EXERCISE REQUIREMENTS >> Give back every record below word for word, with the pictures omitted.

━━ EXTRACTED INFORMATION ━━

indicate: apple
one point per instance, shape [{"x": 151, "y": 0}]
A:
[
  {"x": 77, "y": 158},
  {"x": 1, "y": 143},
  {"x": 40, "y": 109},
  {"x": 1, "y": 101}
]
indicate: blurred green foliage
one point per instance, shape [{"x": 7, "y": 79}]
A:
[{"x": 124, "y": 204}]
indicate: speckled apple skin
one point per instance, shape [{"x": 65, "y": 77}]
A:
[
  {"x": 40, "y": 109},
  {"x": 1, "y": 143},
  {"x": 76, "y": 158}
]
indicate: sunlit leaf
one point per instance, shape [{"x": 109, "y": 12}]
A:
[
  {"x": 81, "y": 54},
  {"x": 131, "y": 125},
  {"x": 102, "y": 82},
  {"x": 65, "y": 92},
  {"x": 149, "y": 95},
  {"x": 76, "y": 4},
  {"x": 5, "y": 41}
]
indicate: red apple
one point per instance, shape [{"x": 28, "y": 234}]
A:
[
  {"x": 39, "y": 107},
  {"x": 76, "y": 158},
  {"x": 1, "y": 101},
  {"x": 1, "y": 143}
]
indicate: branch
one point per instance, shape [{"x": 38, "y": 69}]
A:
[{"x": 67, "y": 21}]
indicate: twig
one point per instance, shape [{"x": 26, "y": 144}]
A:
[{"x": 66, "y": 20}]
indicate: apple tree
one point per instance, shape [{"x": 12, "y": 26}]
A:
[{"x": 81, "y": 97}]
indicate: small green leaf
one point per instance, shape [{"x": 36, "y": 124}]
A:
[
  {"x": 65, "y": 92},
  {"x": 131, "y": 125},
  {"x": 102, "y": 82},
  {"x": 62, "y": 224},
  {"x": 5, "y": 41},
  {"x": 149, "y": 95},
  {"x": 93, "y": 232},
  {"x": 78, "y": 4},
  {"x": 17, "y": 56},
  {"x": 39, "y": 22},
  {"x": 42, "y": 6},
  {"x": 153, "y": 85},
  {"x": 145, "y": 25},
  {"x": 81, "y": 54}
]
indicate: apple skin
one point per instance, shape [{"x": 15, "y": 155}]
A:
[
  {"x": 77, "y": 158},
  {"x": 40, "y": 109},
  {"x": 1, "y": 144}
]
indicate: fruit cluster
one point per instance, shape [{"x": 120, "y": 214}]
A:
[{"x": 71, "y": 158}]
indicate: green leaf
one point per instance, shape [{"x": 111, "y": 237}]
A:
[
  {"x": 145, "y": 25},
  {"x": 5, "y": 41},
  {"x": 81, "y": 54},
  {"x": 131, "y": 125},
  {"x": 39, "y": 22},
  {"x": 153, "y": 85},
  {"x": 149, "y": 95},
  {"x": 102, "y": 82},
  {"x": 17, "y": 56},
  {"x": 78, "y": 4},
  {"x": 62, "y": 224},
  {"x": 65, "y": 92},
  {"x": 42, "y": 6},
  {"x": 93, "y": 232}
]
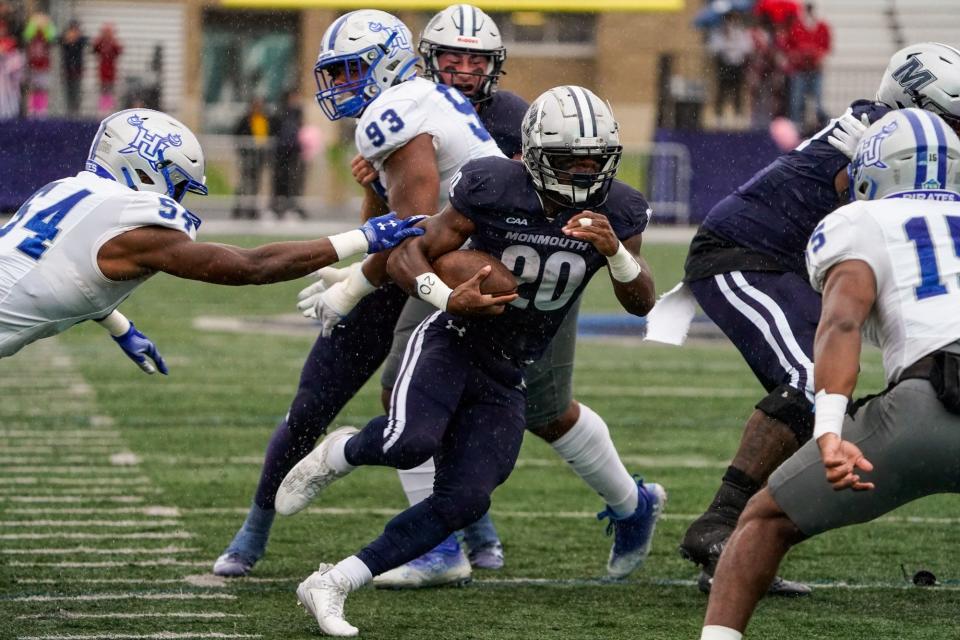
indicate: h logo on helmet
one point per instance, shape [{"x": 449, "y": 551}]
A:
[
  {"x": 398, "y": 40},
  {"x": 870, "y": 156},
  {"x": 913, "y": 76},
  {"x": 149, "y": 145}
]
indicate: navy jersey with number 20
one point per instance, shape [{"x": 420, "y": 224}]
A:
[{"x": 552, "y": 269}]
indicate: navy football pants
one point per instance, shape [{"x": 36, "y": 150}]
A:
[
  {"x": 771, "y": 317},
  {"x": 335, "y": 370},
  {"x": 459, "y": 403}
]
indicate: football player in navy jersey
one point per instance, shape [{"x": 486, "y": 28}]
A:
[
  {"x": 578, "y": 220},
  {"x": 746, "y": 270}
]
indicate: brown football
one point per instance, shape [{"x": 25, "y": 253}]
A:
[{"x": 457, "y": 267}]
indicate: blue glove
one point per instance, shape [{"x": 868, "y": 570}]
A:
[
  {"x": 386, "y": 232},
  {"x": 138, "y": 348}
]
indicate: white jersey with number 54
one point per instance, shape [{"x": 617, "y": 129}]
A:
[
  {"x": 419, "y": 106},
  {"x": 913, "y": 248},
  {"x": 49, "y": 278}
]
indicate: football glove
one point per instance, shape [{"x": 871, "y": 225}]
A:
[
  {"x": 845, "y": 137},
  {"x": 387, "y": 231},
  {"x": 329, "y": 304},
  {"x": 138, "y": 348}
]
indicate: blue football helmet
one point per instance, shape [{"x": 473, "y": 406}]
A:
[
  {"x": 363, "y": 53},
  {"x": 148, "y": 150}
]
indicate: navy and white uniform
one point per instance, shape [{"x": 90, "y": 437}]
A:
[
  {"x": 339, "y": 365},
  {"x": 746, "y": 267},
  {"x": 460, "y": 395}
]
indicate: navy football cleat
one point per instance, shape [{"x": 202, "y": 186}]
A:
[{"x": 633, "y": 534}]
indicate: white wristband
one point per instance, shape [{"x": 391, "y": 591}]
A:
[
  {"x": 829, "y": 412},
  {"x": 116, "y": 323},
  {"x": 349, "y": 243},
  {"x": 623, "y": 266},
  {"x": 430, "y": 288}
]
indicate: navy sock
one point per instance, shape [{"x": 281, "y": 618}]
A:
[
  {"x": 408, "y": 536},
  {"x": 251, "y": 539}
]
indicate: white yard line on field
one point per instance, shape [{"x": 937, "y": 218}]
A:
[
  {"x": 162, "y": 635},
  {"x": 155, "y": 511},
  {"x": 129, "y": 595},
  {"x": 159, "y": 562},
  {"x": 105, "y": 524},
  {"x": 180, "y": 615},
  {"x": 95, "y": 551},
  {"x": 66, "y": 535}
]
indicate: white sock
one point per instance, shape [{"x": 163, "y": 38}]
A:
[
  {"x": 587, "y": 448},
  {"x": 351, "y": 573},
  {"x": 418, "y": 482},
  {"x": 337, "y": 457},
  {"x": 716, "y": 632}
]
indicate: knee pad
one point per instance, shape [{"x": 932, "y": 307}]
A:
[
  {"x": 791, "y": 407},
  {"x": 460, "y": 509}
]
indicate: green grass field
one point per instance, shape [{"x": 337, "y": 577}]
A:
[{"x": 92, "y": 548}]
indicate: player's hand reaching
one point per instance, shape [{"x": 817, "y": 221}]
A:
[
  {"x": 595, "y": 229},
  {"x": 138, "y": 348},
  {"x": 387, "y": 231},
  {"x": 842, "y": 460},
  {"x": 362, "y": 171},
  {"x": 846, "y": 136},
  {"x": 468, "y": 300}
]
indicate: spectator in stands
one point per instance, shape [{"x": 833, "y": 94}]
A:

━━━

EXERCISE RESULT >>
indicate: apple
one point per instance, shape [{"x": 151, "y": 0}]
A:
[
  {"x": 77, "y": 158},
  {"x": 1, "y": 143},
  {"x": 40, "y": 109},
  {"x": 1, "y": 101}
]
indicate: blurred green foliage
one point per instance, shape [{"x": 7, "y": 79}]
A:
[{"x": 124, "y": 204}]
indicate: speckled apple skin
one point per instance, shape [{"x": 65, "y": 77}]
A:
[
  {"x": 40, "y": 109},
  {"x": 1, "y": 143},
  {"x": 76, "y": 158}
]
indicate: sunlit leaf
one point per instance, shape [{"x": 109, "y": 12}]
A:
[
  {"x": 81, "y": 54},
  {"x": 131, "y": 125},
  {"x": 102, "y": 82},
  {"x": 65, "y": 92},
  {"x": 149, "y": 95},
  {"x": 76, "y": 4},
  {"x": 5, "y": 41}
]
indicate: red apple
one point per instance, shape [{"x": 28, "y": 234}]
A:
[
  {"x": 39, "y": 107},
  {"x": 76, "y": 158},
  {"x": 1, "y": 101},
  {"x": 1, "y": 143}
]
indicate: branch
one point per instance, shape [{"x": 38, "y": 69}]
A:
[{"x": 67, "y": 21}]
indicate: twig
one point per instance, shape [{"x": 26, "y": 144}]
A:
[{"x": 66, "y": 20}]
indicate: apple tree
one point per instance, shape [{"x": 12, "y": 26}]
A:
[{"x": 81, "y": 97}]
indicate: small green leaf
one point per instance, shape [{"x": 36, "y": 124}]
A:
[
  {"x": 65, "y": 92},
  {"x": 131, "y": 125},
  {"x": 102, "y": 82},
  {"x": 62, "y": 224},
  {"x": 5, "y": 41},
  {"x": 149, "y": 95},
  {"x": 93, "y": 232},
  {"x": 78, "y": 4},
  {"x": 17, "y": 56},
  {"x": 39, "y": 22},
  {"x": 42, "y": 6},
  {"x": 153, "y": 85},
  {"x": 145, "y": 25},
  {"x": 81, "y": 54}
]
indicate: apple skin
one point per instance, shape [{"x": 15, "y": 155}]
A:
[
  {"x": 77, "y": 158},
  {"x": 40, "y": 109},
  {"x": 1, "y": 144}
]
indicate: fruit cluster
one point per instance, shape [{"x": 120, "y": 214}]
A:
[{"x": 71, "y": 158}]
indicate: green leaf
one point per instance, shape [{"x": 111, "y": 237}]
A:
[
  {"x": 145, "y": 25},
  {"x": 5, "y": 41},
  {"x": 81, "y": 54},
  {"x": 131, "y": 125},
  {"x": 39, "y": 22},
  {"x": 153, "y": 85},
  {"x": 149, "y": 95},
  {"x": 102, "y": 82},
  {"x": 17, "y": 56},
  {"x": 78, "y": 4},
  {"x": 62, "y": 224},
  {"x": 65, "y": 92},
  {"x": 42, "y": 6},
  {"x": 93, "y": 232}
]
indicate: h logo on helmet
one point per instance, shape [{"x": 449, "y": 551}]
A:
[
  {"x": 398, "y": 40},
  {"x": 870, "y": 156},
  {"x": 913, "y": 76},
  {"x": 149, "y": 145}
]
indicate: navy jersey with number 20
one point per instance, shape [{"x": 420, "y": 224}]
A:
[{"x": 552, "y": 269}]
indicate: navy football pants
one point per instance, shape [{"x": 36, "y": 150}]
A:
[
  {"x": 771, "y": 317},
  {"x": 335, "y": 370},
  {"x": 459, "y": 403}
]
indicate: football player in navy jersey
one point per instance, shape [{"x": 486, "y": 28}]
A:
[
  {"x": 578, "y": 220},
  {"x": 746, "y": 270}
]
indicate: brown football
one point per instance, shape [{"x": 25, "y": 253}]
A:
[{"x": 457, "y": 267}]
indicate: blue glove
one point per instance, shape [{"x": 868, "y": 570}]
A:
[
  {"x": 386, "y": 232},
  {"x": 138, "y": 348}
]
indicate: white jersey with number 54
one point per instance, shape [{"x": 617, "y": 129}]
A:
[
  {"x": 419, "y": 106},
  {"x": 913, "y": 248},
  {"x": 49, "y": 278}
]
indicate: football glove
one point per instance, shape [{"x": 871, "y": 225}]
A:
[
  {"x": 845, "y": 137},
  {"x": 387, "y": 231},
  {"x": 329, "y": 304},
  {"x": 138, "y": 348}
]
indicate: blue football helmet
one point per instance, shape [{"x": 473, "y": 406}]
A:
[
  {"x": 363, "y": 53},
  {"x": 148, "y": 150}
]
indicate: navy and white uniform
one point per instance, shape [{"x": 90, "y": 437}]
A:
[
  {"x": 339, "y": 365},
  {"x": 746, "y": 267},
  {"x": 460, "y": 395}
]
indicate: navy football cleat
one point per instance, shape [{"x": 202, "y": 186}]
A:
[{"x": 633, "y": 534}]
indicate: white wristband
one point per instance, shape [{"x": 391, "y": 591}]
A:
[
  {"x": 829, "y": 412},
  {"x": 116, "y": 323},
  {"x": 349, "y": 243},
  {"x": 623, "y": 266},
  {"x": 430, "y": 288}
]
indicate: navy sock
one point per instance, shape [{"x": 281, "y": 618}]
A:
[
  {"x": 408, "y": 536},
  {"x": 251, "y": 539}
]
indicate: white yard line on field
one point per instance, shape [{"x": 937, "y": 218}]
A:
[
  {"x": 162, "y": 635},
  {"x": 155, "y": 511},
  {"x": 129, "y": 595},
  {"x": 159, "y": 562},
  {"x": 105, "y": 524},
  {"x": 180, "y": 615},
  {"x": 95, "y": 551},
  {"x": 66, "y": 535}
]
indicate: white sock
one point per instance, shape [{"x": 163, "y": 38}]
A:
[
  {"x": 587, "y": 448},
  {"x": 351, "y": 573},
  {"x": 418, "y": 482},
  {"x": 337, "y": 457},
  {"x": 716, "y": 632}
]
indicate: knee pad
one point per instance, shape [{"x": 932, "y": 307}]
A:
[
  {"x": 791, "y": 407},
  {"x": 460, "y": 509}
]
indicate: green grass field
one point per instance, shape [{"x": 337, "y": 577}]
A:
[{"x": 92, "y": 548}]
indicate: player's hand reaching
one point per instance, shape [{"x": 817, "y": 221}]
A:
[
  {"x": 595, "y": 229},
  {"x": 138, "y": 348},
  {"x": 387, "y": 231},
  {"x": 842, "y": 460},
  {"x": 362, "y": 171},
  {"x": 846, "y": 136},
  {"x": 468, "y": 300}
]
indicate: spectator in stands
one point per instance, shape [{"x": 833, "y": 94}]
A:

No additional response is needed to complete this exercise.